## Written exercise
Turn all the rows below into a JSON list of strings, one string per line, skipping any blank lines.

Dataset excerpts on object pointing
==================================================
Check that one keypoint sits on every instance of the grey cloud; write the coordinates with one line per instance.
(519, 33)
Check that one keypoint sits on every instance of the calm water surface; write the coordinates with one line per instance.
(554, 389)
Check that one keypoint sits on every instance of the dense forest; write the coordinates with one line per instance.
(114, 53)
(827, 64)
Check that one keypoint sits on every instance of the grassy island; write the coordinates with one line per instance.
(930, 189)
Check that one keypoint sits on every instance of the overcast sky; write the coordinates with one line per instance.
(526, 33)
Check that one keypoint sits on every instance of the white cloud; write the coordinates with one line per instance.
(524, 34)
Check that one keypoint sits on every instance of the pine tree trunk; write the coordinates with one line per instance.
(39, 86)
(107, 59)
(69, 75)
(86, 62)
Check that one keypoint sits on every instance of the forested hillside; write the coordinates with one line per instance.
==================================================
## The result
[
  "Check that one keypoint sits on every instance of the grey cloud; write the coordinates with one line per instance.",
  "(519, 33)",
  "Check that one keypoint sits on every instance of the calm water surface; write the coordinates with one line per instance.",
  "(554, 389)",
  "Check that one keypoint sits on every instance of the dense forest; write the coordinates with one line per instance.",
  "(114, 53)",
  "(827, 64)",
  "Check that one keypoint sits on every instance of the grassy island; write the coordinates with one line per instance.",
  "(930, 189)",
  "Check that one keypoint sits on every instance of the overcast sky; write the coordinates with one line per instance.",
  "(526, 33)",
  "Check that one keypoint sits on every instance of the white cloud; write the coordinates with one line per instance.",
  "(524, 34)",
  "Check that one keypoint sits on every instance of the pine tree trunk; write the coordinates with one line per instance.",
  "(39, 86)",
  "(107, 59)",
  "(69, 75)",
  "(86, 62)",
  "Check that one keypoint sits on every instance of the forested hillside; write the coordinates with one line per instance."
]